Your instructions:
As you work through the listing, transcribe every line exactly as it reads.

________

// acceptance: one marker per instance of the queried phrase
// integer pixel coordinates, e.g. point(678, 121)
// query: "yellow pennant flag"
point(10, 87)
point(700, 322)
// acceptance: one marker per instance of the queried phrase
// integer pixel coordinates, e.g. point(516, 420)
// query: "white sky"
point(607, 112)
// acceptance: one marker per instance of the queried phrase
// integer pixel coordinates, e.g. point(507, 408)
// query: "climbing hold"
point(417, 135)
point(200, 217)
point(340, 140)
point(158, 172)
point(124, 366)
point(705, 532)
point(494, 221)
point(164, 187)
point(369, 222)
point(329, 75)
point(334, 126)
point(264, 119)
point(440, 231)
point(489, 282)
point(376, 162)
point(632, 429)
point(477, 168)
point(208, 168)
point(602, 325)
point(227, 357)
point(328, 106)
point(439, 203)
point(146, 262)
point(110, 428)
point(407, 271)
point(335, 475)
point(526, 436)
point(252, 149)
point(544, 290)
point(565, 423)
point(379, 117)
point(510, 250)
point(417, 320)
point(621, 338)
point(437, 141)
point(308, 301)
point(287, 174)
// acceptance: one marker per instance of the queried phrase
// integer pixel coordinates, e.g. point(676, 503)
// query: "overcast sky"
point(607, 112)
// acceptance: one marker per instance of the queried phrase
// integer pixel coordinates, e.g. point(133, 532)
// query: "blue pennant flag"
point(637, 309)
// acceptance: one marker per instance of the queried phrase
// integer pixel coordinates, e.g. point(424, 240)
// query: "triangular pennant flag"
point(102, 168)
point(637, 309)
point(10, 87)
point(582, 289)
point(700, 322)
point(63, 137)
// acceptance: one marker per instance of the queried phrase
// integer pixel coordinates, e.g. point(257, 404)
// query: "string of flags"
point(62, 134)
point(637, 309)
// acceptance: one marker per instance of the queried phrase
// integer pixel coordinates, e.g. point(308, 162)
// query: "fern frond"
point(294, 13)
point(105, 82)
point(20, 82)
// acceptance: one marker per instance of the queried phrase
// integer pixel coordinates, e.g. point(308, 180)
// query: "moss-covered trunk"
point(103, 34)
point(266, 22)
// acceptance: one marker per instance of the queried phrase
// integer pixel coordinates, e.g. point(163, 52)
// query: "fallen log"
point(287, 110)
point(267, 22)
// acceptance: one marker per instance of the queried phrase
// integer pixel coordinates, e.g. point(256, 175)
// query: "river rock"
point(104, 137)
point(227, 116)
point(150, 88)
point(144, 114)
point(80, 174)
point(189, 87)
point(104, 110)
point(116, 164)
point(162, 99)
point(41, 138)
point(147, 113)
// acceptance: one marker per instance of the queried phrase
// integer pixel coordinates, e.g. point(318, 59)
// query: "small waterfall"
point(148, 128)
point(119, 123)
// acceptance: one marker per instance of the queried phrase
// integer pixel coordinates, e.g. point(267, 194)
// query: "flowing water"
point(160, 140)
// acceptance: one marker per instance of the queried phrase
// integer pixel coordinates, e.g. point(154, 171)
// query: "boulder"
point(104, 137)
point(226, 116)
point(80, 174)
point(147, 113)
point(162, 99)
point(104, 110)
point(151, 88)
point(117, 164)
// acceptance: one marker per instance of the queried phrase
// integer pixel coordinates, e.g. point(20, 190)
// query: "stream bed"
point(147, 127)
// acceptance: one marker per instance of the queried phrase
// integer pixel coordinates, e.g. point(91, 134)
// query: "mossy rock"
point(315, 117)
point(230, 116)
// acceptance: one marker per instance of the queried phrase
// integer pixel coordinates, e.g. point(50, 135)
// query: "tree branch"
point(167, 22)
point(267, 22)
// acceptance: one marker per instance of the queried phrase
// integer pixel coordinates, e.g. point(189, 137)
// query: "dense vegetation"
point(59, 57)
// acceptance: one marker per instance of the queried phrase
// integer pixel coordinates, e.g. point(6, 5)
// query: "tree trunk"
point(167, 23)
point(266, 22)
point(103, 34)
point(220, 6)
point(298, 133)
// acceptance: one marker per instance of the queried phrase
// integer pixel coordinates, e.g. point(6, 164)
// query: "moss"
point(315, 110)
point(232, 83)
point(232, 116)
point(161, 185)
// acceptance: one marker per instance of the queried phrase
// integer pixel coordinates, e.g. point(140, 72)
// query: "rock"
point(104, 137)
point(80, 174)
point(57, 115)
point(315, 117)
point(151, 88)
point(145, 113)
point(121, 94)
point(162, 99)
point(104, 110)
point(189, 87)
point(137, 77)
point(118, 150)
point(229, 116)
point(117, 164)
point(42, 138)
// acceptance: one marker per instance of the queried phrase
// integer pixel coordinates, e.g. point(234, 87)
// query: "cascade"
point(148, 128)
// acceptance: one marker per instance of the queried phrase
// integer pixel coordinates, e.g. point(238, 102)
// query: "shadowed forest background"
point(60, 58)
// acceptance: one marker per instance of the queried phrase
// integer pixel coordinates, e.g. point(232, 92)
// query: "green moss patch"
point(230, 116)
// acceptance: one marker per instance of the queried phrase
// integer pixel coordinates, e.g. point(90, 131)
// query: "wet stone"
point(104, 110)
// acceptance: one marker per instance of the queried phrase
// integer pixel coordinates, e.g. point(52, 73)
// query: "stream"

________

Result below:
// acceptance: one marker per instance of the queried phrase
// integer pixel coordinates, e.g. point(678, 121)
// query: "yellow pennant flag"
point(10, 87)
point(700, 322)
// acceptance: one marker per instance of the queried phrase
// integer pixel coordinates, e.g. point(516, 420)
// query: "white sky"
point(607, 112)
// acceptance: one marker per instance of the queried phrase
// integer pixel coordinates, e.g. point(507, 408)
// query: "climbing hold"
point(417, 135)
point(200, 217)
point(340, 140)
point(158, 172)
point(124, 366)
point(705, 532)
point(494, 221)
point(164, 187)
point(369, 222)
point(329, 75)
point(334, 126)
point(264, 119)
point(440, 231)
point(489, 282)
point(376, 162)
point(632, 429)
point(477, 168)
point(208, 168)
point(602, 325)
point(227, 357)
point(328, 106)
point(439, 203)
point(146, 262)
point(110, 428)
point(407, 271)
point(335, 475)
point(526, 436)
point(252, 149)
point(544, 290)
point(565, 423)
point(379, 117)
point(510, 250)
point(417, 320)
point(621, 338)
point(437, 141)
point(308, 301)
point(287, 174)
// acceptance: one marker per instance of the queried phrase
// integer pixel coordinates, e.g. point(676, 503)
// query: "overcast sky"
point(607, 112)
// acceptance: one marker per instance of the queried phrase
// integer pixel coordinates, e.g. point(133, 532)
// query: "blue pennant flag"
point(637, 309)
// acceptance: one marker per instance of the queried phrase
// integer pixel coordinates, e.g. point(424, 240)
// query: "triangular pennant flag"
point(102, 168)
point(637, 309)
point(10, 87)
point(582, 289)
point(700, 322)
point(63, 137)
// acceptance: one marker per instance of the queried phrase
// integer pixel coordinates, e.g. point(257, 404)
// query: "string of flags"
point(62, 134)
point(637, 309)
// acceptance: one marker per instance of the queried phrase
// integer pixel coordinates, e.g. point(308, 162)
// query: "fern frond"
point(294, 13)
point(105, 82)
point(20, 82)
// acceptance: one marker per instance of the queried phrase
// integer pixel coordinates, e.g. point(308, 180)
// query: "moss-covered trunk"
point(103, 34)
point(266, 22)
// acceptance: one marker per instance of the queried phrase
// integer pixel coordinates, e.g. point(163, 52)
// query: "fallen log"
point(287, 110)
point(267, 22)
// acceptance: one marker per instance of the queried phrase
// integer pixel coordinates, e.g. point(256, 175)
// query: "river rock"
point(104, 137)
point(227, 116)
point(150, 88)
point(144, 114)
point(80, 174)
point(189, 87)
point(104, 110)
point(116, 164)
point(162, 99)
point(41, 138)
point(147, 113)
// acceptance: one marker per instance of the queried phrase
// integer pixel coordinates, e.g. point(318, 59)
// query: "small waterfall"
point(148, 128)
point(119, 123)
// acceptance: one marker per instance of the queried phrase
// integer pixel coordinates, e.g. point(267, 194)
// query: "flowing water"
point(160, 140)
// acceptance: one marker per instance of the queried phrase
// integer pixel coordinates, e.g. point(154, 171)
// query: "boulder"
point(104, 137)
point(226, 116)
point(80, 174)
point(147, 113)
point(162, 99)
point(104, 110)
point(151, 88)
point(117, 164)
// acceptance: one marker per instance of the queried phrase
// integer pixel coordinates, e.g. point(20, 190)
// query: "stream bed"
point(147, 127)
// acceptance: one marker per instance of the queried phrase
// integer pixel coordinates, e.g. point(91, 134)
// query: "mossy rock"
point(315, 117)
point(230, 116)
// acceptance: one marker per instance of the queried phrase
// integer pixel coordinates, e.g. point(50, 135)
// query: "tree branch"
point(167, 22)
point(267, 22)
// acceptance: one marker per instance of the queried phrase
// integer pixel coordinates, e.g. point(189, 137)
// query: "dense vegetation"
point(59, 57)
// acceptance: one marker per instance of the queried phrase
// integer pixel coordinates, e.g. point(6, 5)
// query: "tree trunk"
point(167, 23)
point(266, 22)
point(103, 34)
point(220, 6)
point(298, 133)
// acceptance: one marker per instance of the queried phrase
// integer pixel coordinates, e.g. point(6, 164)
// query: "moss"
point(315, 110)
point(232, 83)
point(232, 116)
point(161, 185)
// acceptance: one marker per instance of the queried phrase
// integer pixel coordinates, e.g. point(140, 72)
// query: "rock"
point(104, 137)
point(80, 174)
point(57, 115)
point(315, 117)
point(151, 88)
point(145, 113)
point(121, 94)
point(162, 99)
point(104, 110)
point(189, 87)
point(137, 77)
point(118, 150)
point(229, 116)
point(117, 164)
point(42, 138)
// acceptance: one marker per instance of the queried phrase
// integer pixel coordinates, e.g. point(234, 87)
// query: "cascade"
point(148, 128)
// acceptance: one marker per instance of the queried phrase
// integer pixel coordinates, e.g. point(238, 102)
// query: "shadowed forest background"
point(60, 58)
// acceptance: one marker per instance of the queried phrase
// integer pixel coordinates, e.g. point(232, 92)
// query: "green moss patch"
point(230, 116)
// acceptance: one marker per instance of the queried phrase
// integer pixel coordinates, e.g. point(90, 131)
// query: "wet stone"
point(104, 110)
// acceptance: one marker per instance of the queried phrase
// integer pixel coordinates, e.g. point(52, 73)
// query: "stream"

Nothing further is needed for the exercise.